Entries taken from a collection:
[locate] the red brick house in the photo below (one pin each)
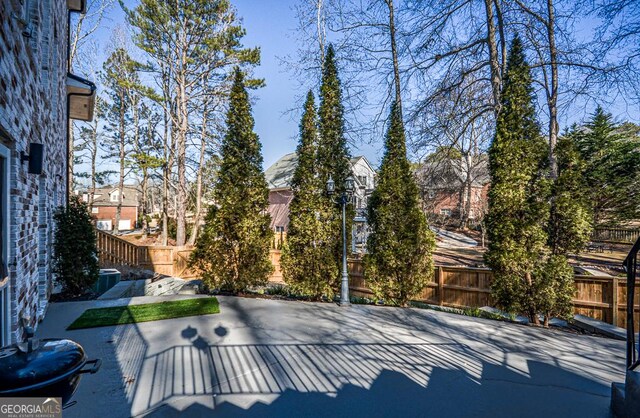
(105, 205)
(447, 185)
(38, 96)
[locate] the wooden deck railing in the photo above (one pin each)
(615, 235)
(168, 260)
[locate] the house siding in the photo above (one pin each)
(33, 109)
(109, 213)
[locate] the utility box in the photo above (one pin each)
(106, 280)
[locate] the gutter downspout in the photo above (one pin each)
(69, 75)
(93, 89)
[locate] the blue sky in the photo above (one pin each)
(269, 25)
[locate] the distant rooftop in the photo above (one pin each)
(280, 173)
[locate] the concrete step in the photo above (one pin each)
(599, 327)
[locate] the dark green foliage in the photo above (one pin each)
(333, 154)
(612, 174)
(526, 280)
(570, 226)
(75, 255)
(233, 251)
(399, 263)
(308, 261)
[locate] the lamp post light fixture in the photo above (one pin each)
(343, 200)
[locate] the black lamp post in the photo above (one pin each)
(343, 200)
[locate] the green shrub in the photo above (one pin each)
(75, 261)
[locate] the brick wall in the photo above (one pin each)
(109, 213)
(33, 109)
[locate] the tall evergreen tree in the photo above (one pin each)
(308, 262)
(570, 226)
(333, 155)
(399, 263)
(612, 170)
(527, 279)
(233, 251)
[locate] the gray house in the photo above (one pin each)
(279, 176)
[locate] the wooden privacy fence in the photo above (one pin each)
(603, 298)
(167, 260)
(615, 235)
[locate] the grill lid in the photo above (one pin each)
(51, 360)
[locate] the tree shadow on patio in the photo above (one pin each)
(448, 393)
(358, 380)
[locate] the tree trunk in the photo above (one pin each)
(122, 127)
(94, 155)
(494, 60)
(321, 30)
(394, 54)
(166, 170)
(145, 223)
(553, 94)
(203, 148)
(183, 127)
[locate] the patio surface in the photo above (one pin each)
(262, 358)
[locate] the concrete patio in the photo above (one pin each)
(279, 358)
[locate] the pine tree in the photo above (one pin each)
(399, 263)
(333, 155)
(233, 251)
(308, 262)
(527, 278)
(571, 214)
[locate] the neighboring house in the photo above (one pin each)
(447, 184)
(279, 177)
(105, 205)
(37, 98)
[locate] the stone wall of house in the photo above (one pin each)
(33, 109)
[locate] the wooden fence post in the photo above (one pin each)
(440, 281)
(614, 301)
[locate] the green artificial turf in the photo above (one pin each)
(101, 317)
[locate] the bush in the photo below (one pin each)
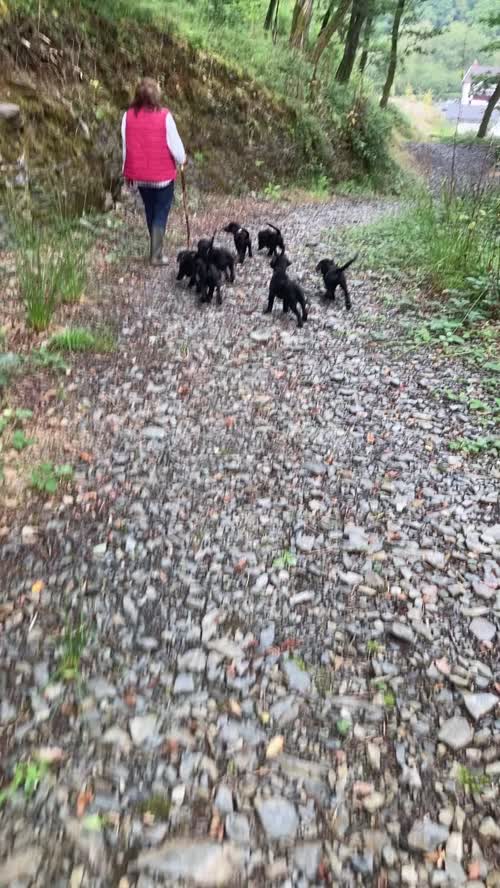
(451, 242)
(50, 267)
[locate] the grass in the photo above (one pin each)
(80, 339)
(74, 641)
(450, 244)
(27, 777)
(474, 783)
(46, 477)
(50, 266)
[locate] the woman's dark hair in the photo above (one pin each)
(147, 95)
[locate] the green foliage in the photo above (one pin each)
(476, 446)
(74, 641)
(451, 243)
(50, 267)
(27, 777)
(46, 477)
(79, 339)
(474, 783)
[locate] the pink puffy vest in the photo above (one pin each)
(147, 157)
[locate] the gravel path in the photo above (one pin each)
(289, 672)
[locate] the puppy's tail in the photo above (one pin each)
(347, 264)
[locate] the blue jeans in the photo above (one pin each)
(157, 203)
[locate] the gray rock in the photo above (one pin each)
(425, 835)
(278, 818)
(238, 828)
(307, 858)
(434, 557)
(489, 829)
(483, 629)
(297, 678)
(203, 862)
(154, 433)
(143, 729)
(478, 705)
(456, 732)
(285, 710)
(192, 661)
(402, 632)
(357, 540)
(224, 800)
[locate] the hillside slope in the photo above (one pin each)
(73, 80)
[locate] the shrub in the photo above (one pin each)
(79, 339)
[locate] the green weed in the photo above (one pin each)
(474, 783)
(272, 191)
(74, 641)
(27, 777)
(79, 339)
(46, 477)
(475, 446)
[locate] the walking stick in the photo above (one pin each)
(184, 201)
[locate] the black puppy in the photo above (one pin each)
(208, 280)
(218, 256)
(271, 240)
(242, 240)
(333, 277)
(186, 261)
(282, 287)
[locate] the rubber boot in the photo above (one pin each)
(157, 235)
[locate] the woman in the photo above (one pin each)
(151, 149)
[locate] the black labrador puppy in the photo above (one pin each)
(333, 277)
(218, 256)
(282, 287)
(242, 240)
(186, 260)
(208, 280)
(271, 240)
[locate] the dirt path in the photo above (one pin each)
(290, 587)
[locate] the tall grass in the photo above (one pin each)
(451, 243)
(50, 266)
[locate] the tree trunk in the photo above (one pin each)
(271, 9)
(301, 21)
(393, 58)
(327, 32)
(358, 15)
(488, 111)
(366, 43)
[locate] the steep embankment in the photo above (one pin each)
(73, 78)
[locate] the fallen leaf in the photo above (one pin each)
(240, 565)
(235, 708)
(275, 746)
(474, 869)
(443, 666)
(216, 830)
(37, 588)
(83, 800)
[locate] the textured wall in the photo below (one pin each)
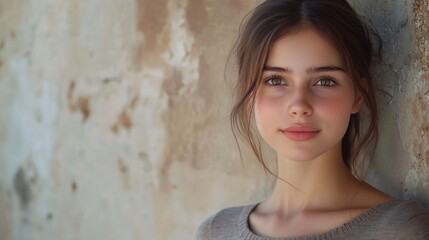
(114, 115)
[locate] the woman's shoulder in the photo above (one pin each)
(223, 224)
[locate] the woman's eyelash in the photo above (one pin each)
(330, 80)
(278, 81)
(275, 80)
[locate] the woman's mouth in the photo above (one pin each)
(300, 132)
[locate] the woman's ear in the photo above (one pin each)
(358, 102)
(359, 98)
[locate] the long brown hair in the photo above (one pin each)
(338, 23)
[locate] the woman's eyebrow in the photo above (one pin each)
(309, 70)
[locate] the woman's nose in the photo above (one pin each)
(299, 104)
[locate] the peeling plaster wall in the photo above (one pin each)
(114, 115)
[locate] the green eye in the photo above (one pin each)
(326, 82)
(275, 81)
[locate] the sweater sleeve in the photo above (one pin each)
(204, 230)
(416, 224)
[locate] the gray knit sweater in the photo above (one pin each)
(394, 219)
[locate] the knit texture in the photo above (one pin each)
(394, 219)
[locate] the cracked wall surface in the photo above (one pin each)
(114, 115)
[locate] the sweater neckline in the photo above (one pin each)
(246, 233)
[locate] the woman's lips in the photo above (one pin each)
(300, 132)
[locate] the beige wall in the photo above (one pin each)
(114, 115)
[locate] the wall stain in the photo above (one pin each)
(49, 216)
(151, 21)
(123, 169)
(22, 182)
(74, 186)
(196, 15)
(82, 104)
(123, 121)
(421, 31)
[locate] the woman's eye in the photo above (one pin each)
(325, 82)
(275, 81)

- Aim of the exercise
For the records above, output each one exactly and skip any image.

- Exercise response
[locate] the red brick house in the photo below (one pin each)
(105, 205)
(447, 185)
(38, 96)
[locate] the wooden deck railing in the photo above (one pin each)
(615, 235)
(168, 260)
[locate] the house siding in the photo above (one pin each)
(33, 109)
(109, 213)
[locate] the utility box in the photo above (one pin each)
(106, 280)
[locate] the gutter downspout in the photo above (one pin each)
(69, 75)
(93, 89)
[locate] the blue sky in the photo above (one pin each)
(269, 25)
[locate] the distant rooftop in the photo above (one pin each)
(280, 173)
[locate] the concrete step in the photo above (one pin each)
(599, 327)
[locate] the dark green foliage in the photo above (one pin each)
(333, 154)
(612, 174)
(526, 280)
(570, 226)
(75, 255)
(233, 251)
(399, 263)
(308, 261)
[locate] the lamp post light fixture in the photo above (one pin each)
(343, 200)
[locate] the black lamp post in the photo above (one pin each)
(343, 200)
[locate] the green shrub in the photo above (one pin each)
(75, 261)
[locate] the brick wall in the photo above (one pin each)
(109, 213)
(33, 109)
[locate] the tall evergreen tree in the photo above (one pin each)
(308, 262)
(570, 226)
(333, 155)
(399, 263)
(612, 170)
(527, 279)
(233, 251)
[locate] the gray house in the photo above (one pin each)
(279, 176)
[locate] the wooden privacy fence in the photo above (one pin each)
(603, 298)
(167, 260)
(615, 235)
[locate] the grill lid in the photo above (one pin each)
(51, 360)
[locate] the tree shadow on patio in the photo above (one pin each)
(448, 393)
(358, 380)
[locate] the tree trunk in the photo above (one pin each)
(122, 127)
(94, 155)
(494, 60)
(321, 30)
(394, 54)
(166, 170)
(145, 223)
(553, 94)
(203, 148)
(183, 127)
[locate] the patio surface in the photo above (one pin each)
(262, 358)
[locate] the concrete patio in the photo above (one pin each)
(279, 358)
[locate] the pine tree in the photo above (one pin each)
(399, 263)
(333, 155)
(233, 251)
(308, 262)
(527, 278)
(571, 214)
[locate] the neighboring house in the photo above (one pin each)
(447, 184)
(279, 177)
(105, 205)
(37, 98)
[locate] the stone wall of house in the photo above (one pin each)
(33, 109)
[locate] the wooden fence post in the photo above (one pin each)
(440, 281)
(614, 301)
[locate] the green artificial turf in the photo above (one pin each)
(101, 317)
[locate] the bush in the photo below (one pin each)
(451, 242)
(50, 267)
[locate] the grass in the photo above (one pin each)
(80, 339)
(74, 641)
(450, 244)
(27, 777)
(474, 783)
(46, 477)
(50, 266)
[locate] the woman's dark hair in the photo above (one pin each)
(147, 95)
[locate] the green foliage in the photo above (one pin each)
(476, 446)
(74, 641)
(451, 243)
(50, 267)
(27, 777)
(46, 477)
(79, 339)
(474, 783)
[locate] the pink puffy vest in the photo above (one pin each)
(147, 157)
[locate] the gravel path in the photo above (one pin each)
(289, 672)
[locate] the puppy's tail in the photo above (one pin each)
(347, 264)
[locate] the blue jeans in the photo above (one pin each)
(157, 203)
[locate] the gray rock in the photo above (one pin each)
(425, 835)
(278, 818)
(238, 828)
(307, 858)
(434, 557)
(489, 829)
(483, 629)
(297, 678)
(203, 862)
(154, 433)
(143, 729)
(478, 705)
(456, 732)
(285, 710)
(192, 661)
(402, 632)
(357, 540)
(224, 800)
[locate] the hillside slope in the photo above (one pin each)
(73, 80)
[locate] the shrub in the photo above (one pin each)
(79, 339)
[locate] the green weed in the photo above (one pin each)
(474, 783)
(272, 191)
(74, 641)
(27, 777)
(79, 339)
(46, 477)
(475, 446)
[locate] the walking stick in the photo above (one pin each)
(184, 201)
[locate] the black puppy in the photo above (one pin each)
(208, 280)
(218, 256)
(271, 240)
(242, 240)
(333, 277)
(186, 261)
(282, 287)
[locate] the rubber boot in the photo above (one pin each)
(157, 235)
[locate] the woman in the photo above (one pin each)
(151, 149)
[locate] the black labrador puppy in the photo above (one pin each)
(333, 277)
(218, 256)
(282, 287)
(242, 240)
(186, 260)
(208, 280)
(271, 240)
[locate] the dirt path in the photo above (one pin each)
(290, 587)
[locate] the tall grass in the photo above (one pin each)
(451, 243)
(50, 266)
[locate] the tree trunk in the photo above (one pin each)
(271, 9)
(301, 21)
(393, 58)
(327, 32)
(358, 15)
(488, 111)
(366, 43)
[locate] the steep embankment in the photo above (one pin each)
(73, 78)
[locate] the fallen leaf in the photo above (one pin each)
(240, 565)
(235, 708)
(275, 746)
(474, 869)
(443, 666)
(216, 830)
(37, 588)
(83, 800)
[locate] the textured wall in the photo below (one pin each)
(114, 115)
[locate] the woman's shoulder in the photo above (one pin each)
(223, 224)
[locate] the woman's eyelash in the photo above (one pin each)
(330, 80)
(278, 81)
(275, 80)
[locate] the woman's mouth in the photo above (one pin each)
(300, 132)
[locate] the woman's ear in the photo above (one pin each)
(358, 102)
(359, 98)
[locate] the long brown hair in the photo above (one pin each)
(338, 23)
[locate] the woman's eyebrow in the photo above (one pin each)
(309, 70)
[locate] the woman's nose in the photo above (one pin each)
(299, 104)
[locate] the peeling plaster wall in the photo above (one pin each)
(114, 115)
[locate] the green eye in the photo above (one pin each)
(326, 82)
(275, 81)
[locate] the sweater sleeve in the photo above (one pin each)
(204, 230)
(416, 224)
[locate] the gray knit sweater in the photo above (one pin each)
(394, 219)
[locate] the knit texture in the photo above (one pin each)
(394, 219)
[locate] the cracked wall surface in the photo above (one pin each)
(114, 115)
[locate] the sweater neckline in the photo above (one pin each)
(246, 233)
[locate] the woman's lips in the photo above (one pin each)
(300, 132)
[locate] the beige wall in the photo above (one pin each)
(114, 115)
[locate] the wall stain in the photo above (one pin each)
(49, 216)
(151, 21)
(123, 169)
(22, 182)
(74, 186)
(196, 15)
(82, 104)
(123, 121)
(421, 31)
[locate] the woman's eye in the photo above (one pin each)
(325, 82)
(275, 81)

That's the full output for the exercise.